[Stored data entries]
* * * * * * *
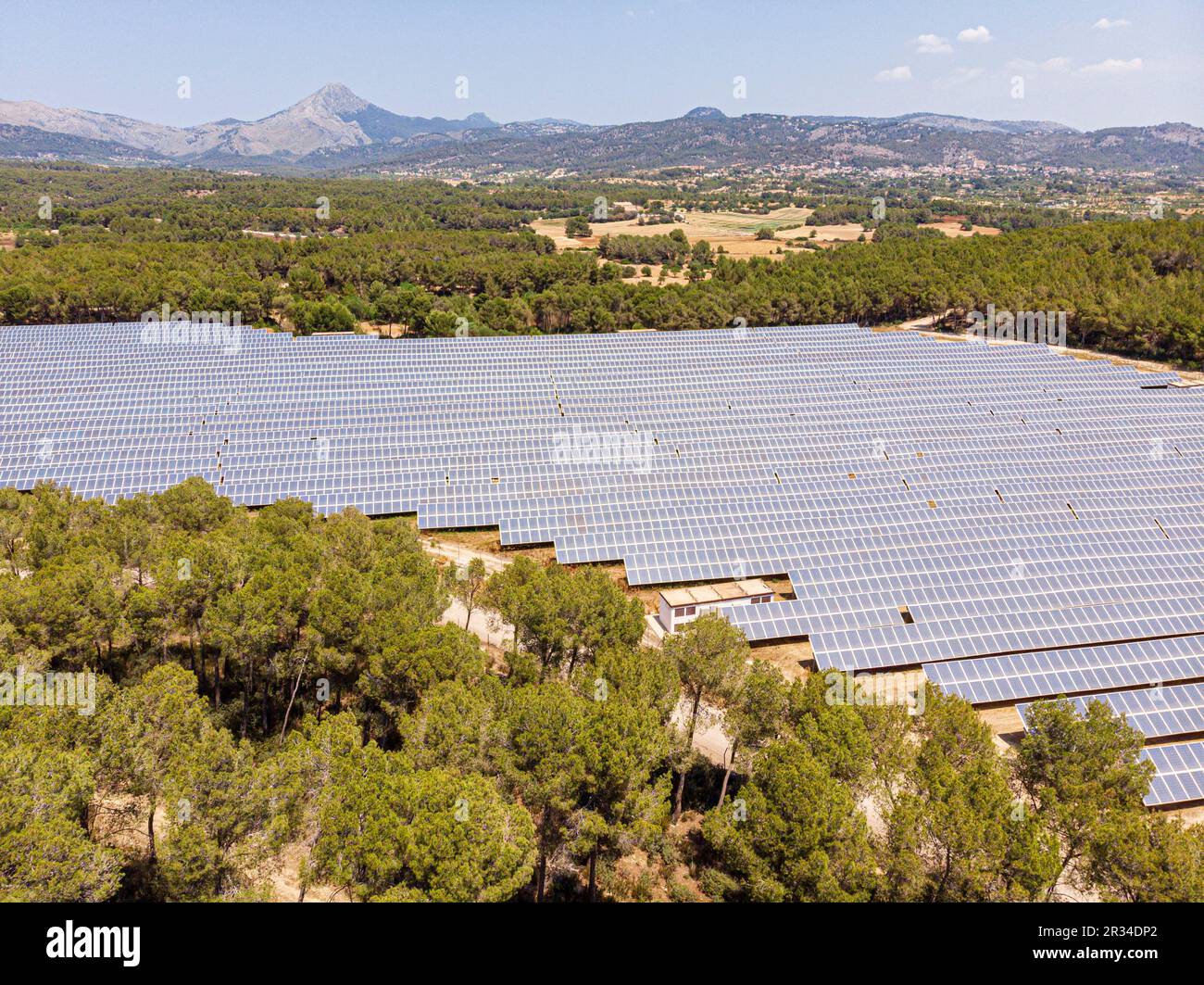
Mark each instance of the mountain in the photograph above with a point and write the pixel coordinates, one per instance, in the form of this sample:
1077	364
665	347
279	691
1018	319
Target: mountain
* * * * * * *
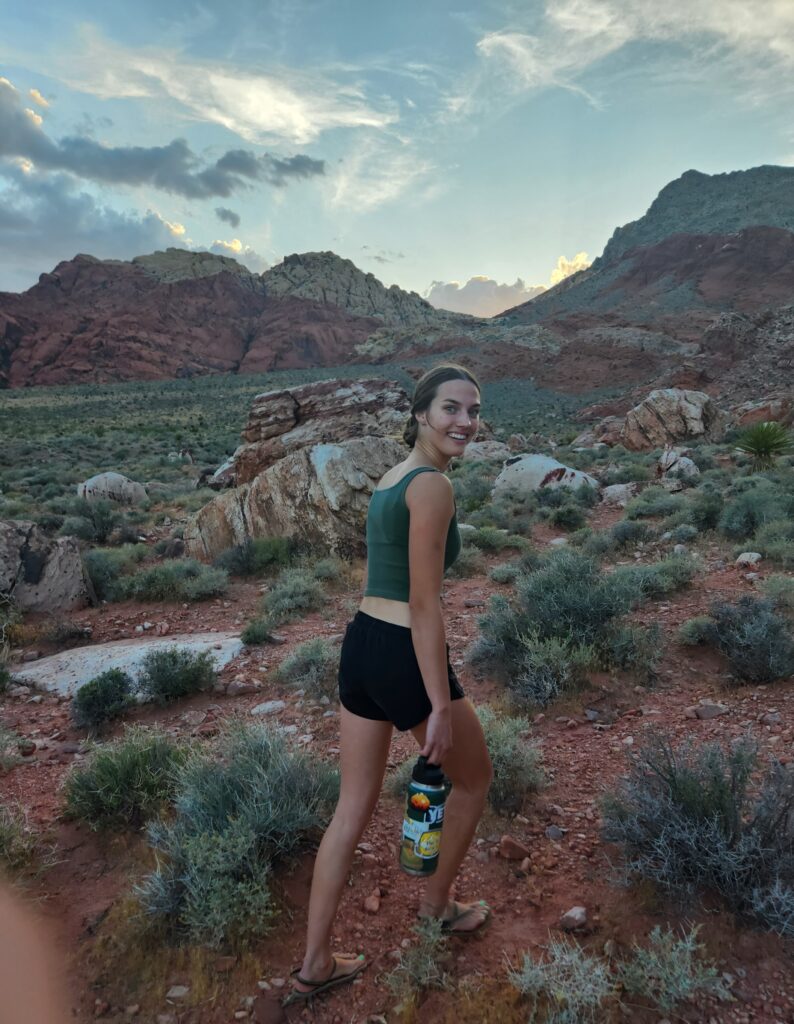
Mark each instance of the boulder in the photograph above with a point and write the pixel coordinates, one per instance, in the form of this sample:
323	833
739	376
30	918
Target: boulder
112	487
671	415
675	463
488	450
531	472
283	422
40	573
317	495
* * * * * * *
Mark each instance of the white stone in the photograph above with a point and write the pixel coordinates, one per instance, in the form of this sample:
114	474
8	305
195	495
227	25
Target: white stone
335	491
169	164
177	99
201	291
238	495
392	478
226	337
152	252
* * * * * * *
TASK INSTRUCTIONS:
Go to the line with "Mark each instance of the mountain" in the entries above and repeat every line from there through the line with "Target: mountain", exactly and with no other text.

THE ANSWER:
Mark each instance of the mountain in the photograph above with a point and write the pixel coordinates, one per instance, in the form of this sample:
1077	364
665	347
279	691
1018	319
Target: mountain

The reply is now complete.